GIVEN PROBLEM: Write out the rows below as a two-column CSV headed command and output, one CSV line per row, with each field in double quotes and any line breaks replaced by spaces. Leave out the pictures.

EXERCISE DATA:
-.-.-

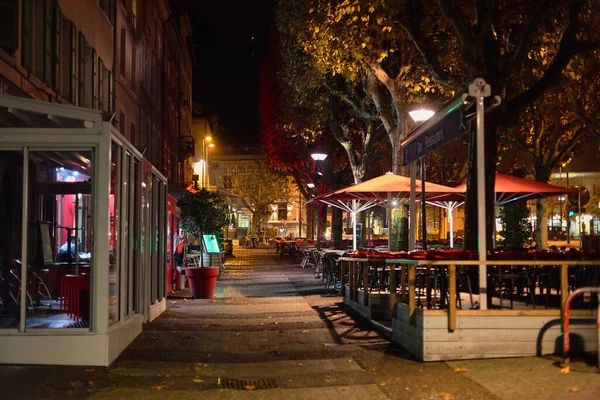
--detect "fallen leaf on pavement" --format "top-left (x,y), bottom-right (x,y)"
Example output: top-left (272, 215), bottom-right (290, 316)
top-left (453, 367), bottom-right (469, 372)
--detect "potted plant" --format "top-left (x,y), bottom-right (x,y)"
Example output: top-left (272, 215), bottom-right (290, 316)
top-left (177, 188), bottom-right (228, 299)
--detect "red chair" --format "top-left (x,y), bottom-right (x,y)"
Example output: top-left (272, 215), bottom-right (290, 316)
top-left (60, 275), bottom-right (90, 322)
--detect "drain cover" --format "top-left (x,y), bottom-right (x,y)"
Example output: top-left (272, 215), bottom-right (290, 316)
top-left (218, 378), bottom-right (279, 390)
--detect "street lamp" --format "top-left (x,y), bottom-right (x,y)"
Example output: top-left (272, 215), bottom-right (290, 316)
top-left (560, 157), bottom-right (571, 244)
top-left (408, 108), bottom-right (435, 250)
top-left (310, 152), bottom-right (327, 249)
top-left (200, 136), bottom-right (215, 188)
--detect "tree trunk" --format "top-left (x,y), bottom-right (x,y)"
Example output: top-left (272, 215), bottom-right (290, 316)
top-left (250, 210), bottom-right (260, 235)
top-left (331, 207), bottom-right (343, 249)
top-left (464, 112), bottom-right (501, 250)
top-left (534, 199), bottom-right (548, 249)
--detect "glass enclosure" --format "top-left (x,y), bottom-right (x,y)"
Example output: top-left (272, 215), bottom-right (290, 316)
top-left (108, 140), bottom-right (167, 324)
top-left (0, 151), bottom-right (23, 329)
top-left (0, 140), bottom-right (168, 331)
top-left (0, 148), bottom-right (94, 329)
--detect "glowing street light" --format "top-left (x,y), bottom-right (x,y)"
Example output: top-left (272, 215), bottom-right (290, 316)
top-left (408, 108), bottom-right (435, 123)
top-left (310, 152), bottom-right (327, 249)
top-left (408, 108), bottom-right (435, 250)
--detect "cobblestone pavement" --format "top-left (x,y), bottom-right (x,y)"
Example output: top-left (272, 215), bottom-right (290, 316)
top-left (0, 248), bottom-right (600, 400)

-.-.-

ANSWER:
command,output
"--detect ""fallen leaf on pavement"" --format ""top-left (x,y), bottom-right (x,y)"" Example output: top-left (272, 215), bottom-right (290, 316)","top-left (453, 367), bottom-right (469, 372)"
"--detect ""potted plant"" --format ""top-left (x,y), bottom-right (x,y)"" Example output: top-left (272, 215), bottom-right (290, 316)","top-left (177, 188), bottom-right (228, 299)"
"--detect ""red chair"" --format ""top-left (x,y), bottom-right (x,y)"" Example output: top-left (272, 215), bottom-right (290, 316)","top-left (60, 275), bottom-right (90, 322)"
"--detect ""drain cover"" --format ""top-left (x,y), bottom-right (x,y)"" Example output: top-left (272, 215), bottom-right (290, 316)","top-left (218, 378), bottom-right (279, 390)"
"--detect ""street lamp"" --format ""top-left (x,y), bottom-right (x,y)"" Example output: top-left (272, 215), bottom-right (290, 316)","top-left (560, 157), bottom-right (571, 244) top-left (408, 108), bottom-right (435, 250) top-left (310, 152), bottom-right (327, 249) top-left (200, 136), bottom-right (215, 188)"
"--detect ""tree trunk"" --format ""top-left (x,y), bottom-right (x,y)"" Example output: top-left (272, 215), bottom-right (290, 316)","top-left (250, 210), bottom-right (260, 235) top-left (331, 207), bottom-right (343, 249) top-left (464, 112), bottom-right (501, 250) top-left (534, 199), bottom-right (548, 249)"
"--detect ""glass enclosure"" --format ""top-left (x,y), bottom-right (x,y)"" Example output: top-left (272, 215), bottom-right (290, 316)","top-left (108, 140), bottom-right (167, 324) top-left (0, 151), bottom-right (23, 329) top-left (0, 140), bottom-right (168, 331) top-left (0, 148), bottom-right (94, 329)"
"--detect ""glowing street light"" --format ""top-left (x,y), bottom-right (x,y)"" Example output: top-left (272, 215), bottom-right (290, 316)","top-left (408, 108), bottom-right (435, 123) top-left (310, 152), bottom-right (327, 249) top-left (408, 108), bottom-right (435, 250)"
"--detect ""cobblestone pavement"" --format ""top-left (x,y), bottom-right (x,y)"" Example output: top-left (272, 215), bottom-right (290, 316)","top-left (0, 248), bottom-right (600, 400)"